● Challenge
Can you quote the lines below exactly, starting at the line with "If you could drop a marker on the distant cargo" and going through the last one?

● Provided entries
+---+

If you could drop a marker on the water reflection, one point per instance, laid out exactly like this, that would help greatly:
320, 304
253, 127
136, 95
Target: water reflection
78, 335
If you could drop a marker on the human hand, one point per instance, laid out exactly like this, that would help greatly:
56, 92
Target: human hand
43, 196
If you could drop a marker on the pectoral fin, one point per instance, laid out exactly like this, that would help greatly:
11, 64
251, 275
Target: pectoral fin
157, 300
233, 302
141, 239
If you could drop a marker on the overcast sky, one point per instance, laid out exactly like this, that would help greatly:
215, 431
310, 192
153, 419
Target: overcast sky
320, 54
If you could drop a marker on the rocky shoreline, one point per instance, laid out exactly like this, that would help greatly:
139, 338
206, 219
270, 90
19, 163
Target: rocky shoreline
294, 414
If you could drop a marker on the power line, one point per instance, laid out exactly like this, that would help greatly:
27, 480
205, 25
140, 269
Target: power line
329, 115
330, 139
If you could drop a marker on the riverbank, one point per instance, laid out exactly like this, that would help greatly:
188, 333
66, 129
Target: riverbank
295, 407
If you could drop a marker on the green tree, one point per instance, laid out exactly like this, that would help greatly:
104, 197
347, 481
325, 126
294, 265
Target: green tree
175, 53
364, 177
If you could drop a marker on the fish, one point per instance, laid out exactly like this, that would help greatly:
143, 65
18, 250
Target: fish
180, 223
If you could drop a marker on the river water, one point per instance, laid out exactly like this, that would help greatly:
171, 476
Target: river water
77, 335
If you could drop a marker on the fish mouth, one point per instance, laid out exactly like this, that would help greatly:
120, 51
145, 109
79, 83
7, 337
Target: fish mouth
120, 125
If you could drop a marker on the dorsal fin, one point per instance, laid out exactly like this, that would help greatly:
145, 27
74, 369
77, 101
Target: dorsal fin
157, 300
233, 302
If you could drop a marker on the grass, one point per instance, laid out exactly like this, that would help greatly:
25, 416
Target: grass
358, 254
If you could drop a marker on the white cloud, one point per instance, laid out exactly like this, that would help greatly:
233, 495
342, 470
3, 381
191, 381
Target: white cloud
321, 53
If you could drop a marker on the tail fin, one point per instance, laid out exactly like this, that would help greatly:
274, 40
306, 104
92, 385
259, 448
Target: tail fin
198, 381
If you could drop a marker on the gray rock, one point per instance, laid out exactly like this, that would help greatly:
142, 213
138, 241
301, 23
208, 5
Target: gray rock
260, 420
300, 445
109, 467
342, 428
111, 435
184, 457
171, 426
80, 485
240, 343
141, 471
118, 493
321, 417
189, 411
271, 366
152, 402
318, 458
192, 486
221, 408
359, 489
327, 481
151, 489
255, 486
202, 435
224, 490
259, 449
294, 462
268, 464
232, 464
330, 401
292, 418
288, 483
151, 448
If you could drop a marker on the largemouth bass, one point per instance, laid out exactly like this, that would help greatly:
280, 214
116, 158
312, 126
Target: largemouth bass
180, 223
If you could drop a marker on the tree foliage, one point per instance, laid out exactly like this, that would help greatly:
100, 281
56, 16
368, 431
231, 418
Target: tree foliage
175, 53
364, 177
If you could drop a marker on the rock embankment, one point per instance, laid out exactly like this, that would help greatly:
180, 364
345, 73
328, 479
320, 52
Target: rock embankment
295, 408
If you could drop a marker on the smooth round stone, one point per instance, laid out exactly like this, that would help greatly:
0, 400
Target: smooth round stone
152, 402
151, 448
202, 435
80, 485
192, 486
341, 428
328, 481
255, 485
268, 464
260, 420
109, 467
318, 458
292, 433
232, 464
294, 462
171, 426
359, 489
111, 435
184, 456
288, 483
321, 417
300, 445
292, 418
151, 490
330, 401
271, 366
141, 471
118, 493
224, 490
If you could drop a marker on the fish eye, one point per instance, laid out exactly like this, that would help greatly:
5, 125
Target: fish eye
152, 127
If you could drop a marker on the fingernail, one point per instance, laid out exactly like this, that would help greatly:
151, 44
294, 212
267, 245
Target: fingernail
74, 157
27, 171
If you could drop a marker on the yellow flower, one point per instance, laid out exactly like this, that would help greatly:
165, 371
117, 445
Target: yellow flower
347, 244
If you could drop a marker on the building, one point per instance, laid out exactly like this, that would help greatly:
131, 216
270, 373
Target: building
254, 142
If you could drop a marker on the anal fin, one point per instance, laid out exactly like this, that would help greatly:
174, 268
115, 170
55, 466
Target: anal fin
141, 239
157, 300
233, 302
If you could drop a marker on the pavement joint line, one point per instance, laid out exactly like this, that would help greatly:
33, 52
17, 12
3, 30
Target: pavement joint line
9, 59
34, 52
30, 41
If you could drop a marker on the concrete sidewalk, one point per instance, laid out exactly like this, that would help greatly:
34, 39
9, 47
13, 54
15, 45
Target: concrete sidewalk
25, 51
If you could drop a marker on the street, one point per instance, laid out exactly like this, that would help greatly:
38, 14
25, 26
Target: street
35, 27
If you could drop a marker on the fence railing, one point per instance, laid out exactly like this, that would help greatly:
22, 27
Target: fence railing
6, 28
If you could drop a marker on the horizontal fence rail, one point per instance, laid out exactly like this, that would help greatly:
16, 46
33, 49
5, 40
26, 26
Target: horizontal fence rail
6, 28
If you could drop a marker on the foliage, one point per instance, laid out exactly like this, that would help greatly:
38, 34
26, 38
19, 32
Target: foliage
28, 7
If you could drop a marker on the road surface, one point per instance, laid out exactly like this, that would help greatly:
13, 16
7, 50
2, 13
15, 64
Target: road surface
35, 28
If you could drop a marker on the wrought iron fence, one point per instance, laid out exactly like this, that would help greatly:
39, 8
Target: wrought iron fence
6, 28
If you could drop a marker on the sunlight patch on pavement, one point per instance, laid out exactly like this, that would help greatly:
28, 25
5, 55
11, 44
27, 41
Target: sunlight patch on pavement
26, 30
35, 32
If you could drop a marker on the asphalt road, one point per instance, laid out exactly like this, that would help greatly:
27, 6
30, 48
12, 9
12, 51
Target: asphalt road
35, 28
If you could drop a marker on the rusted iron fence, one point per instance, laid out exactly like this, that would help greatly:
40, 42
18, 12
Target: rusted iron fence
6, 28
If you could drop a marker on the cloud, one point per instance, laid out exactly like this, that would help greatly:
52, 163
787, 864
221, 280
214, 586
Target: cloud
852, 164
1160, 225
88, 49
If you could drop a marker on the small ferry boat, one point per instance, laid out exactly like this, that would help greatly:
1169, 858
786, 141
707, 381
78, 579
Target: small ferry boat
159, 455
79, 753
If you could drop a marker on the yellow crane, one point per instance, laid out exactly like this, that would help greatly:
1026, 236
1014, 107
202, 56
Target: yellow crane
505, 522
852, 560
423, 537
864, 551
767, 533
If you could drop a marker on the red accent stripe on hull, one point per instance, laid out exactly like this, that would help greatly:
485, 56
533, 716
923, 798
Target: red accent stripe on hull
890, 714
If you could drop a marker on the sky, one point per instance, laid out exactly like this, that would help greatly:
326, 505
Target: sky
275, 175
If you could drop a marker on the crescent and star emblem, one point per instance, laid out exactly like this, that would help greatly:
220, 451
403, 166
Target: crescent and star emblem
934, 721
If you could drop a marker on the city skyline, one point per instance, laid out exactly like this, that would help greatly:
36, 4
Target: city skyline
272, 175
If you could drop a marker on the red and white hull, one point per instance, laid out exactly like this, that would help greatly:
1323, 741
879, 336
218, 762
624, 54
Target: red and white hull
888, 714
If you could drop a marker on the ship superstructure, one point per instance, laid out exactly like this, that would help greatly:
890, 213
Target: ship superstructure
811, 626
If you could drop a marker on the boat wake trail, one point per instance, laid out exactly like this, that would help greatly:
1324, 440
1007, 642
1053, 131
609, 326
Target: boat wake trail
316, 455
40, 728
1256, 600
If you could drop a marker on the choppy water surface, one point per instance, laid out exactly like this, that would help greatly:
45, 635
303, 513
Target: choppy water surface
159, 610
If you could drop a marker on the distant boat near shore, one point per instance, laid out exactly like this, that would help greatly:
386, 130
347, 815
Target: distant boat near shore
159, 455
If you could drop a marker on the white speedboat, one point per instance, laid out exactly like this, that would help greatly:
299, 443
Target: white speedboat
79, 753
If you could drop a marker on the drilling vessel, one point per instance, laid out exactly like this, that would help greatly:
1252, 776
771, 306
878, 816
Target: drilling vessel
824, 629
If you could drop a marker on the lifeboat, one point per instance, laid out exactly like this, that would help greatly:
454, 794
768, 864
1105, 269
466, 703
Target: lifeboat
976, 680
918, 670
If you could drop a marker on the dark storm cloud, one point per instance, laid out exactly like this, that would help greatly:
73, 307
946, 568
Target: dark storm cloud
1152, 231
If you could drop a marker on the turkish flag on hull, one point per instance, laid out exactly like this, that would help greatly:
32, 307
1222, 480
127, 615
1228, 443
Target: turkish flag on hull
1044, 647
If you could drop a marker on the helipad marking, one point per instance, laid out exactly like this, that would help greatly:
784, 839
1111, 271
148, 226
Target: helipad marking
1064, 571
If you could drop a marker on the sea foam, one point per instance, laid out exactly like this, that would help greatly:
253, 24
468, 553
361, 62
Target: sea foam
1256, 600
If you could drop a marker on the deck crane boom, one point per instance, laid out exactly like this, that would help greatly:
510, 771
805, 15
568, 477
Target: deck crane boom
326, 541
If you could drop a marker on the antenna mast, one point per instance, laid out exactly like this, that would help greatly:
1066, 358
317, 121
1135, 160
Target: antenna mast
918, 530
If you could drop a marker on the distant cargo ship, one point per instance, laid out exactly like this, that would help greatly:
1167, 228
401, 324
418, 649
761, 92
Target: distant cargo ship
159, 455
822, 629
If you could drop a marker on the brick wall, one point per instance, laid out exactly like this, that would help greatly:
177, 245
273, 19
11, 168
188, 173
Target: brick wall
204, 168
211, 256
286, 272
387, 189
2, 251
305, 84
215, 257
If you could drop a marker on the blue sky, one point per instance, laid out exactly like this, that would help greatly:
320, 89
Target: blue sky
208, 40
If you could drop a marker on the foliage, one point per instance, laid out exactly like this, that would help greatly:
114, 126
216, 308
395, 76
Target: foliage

+---+

● Reply to the exercise
If you could drop a marker on the distant cargo ship, one point per instance, laid out exactly like this, that would help greatly:
1167, 228
401, 324
418, 649
761, 92
Target: distant cargo ship
159, 455
822, 629
If you could drop a marker on the brick wall, one point per instance, laid out exactly like this, that would help greatly:
177, 245
273, 19
11, 168
188, 173
Target: brick wall
204, 168
211, 256
286, 272
387, 189
2, 251
305, 84
215, 257
If you could drop a marker on the blue sky, one point per instance, laid out exactly like this, that would help greatly:
320, 89
Target: blue sky
208, 40
If you could drop a marker on the foliage, one point per instance, laid out exactly like this, that would help greatly:
114, 126
216, 308
395, 76
Target: foliage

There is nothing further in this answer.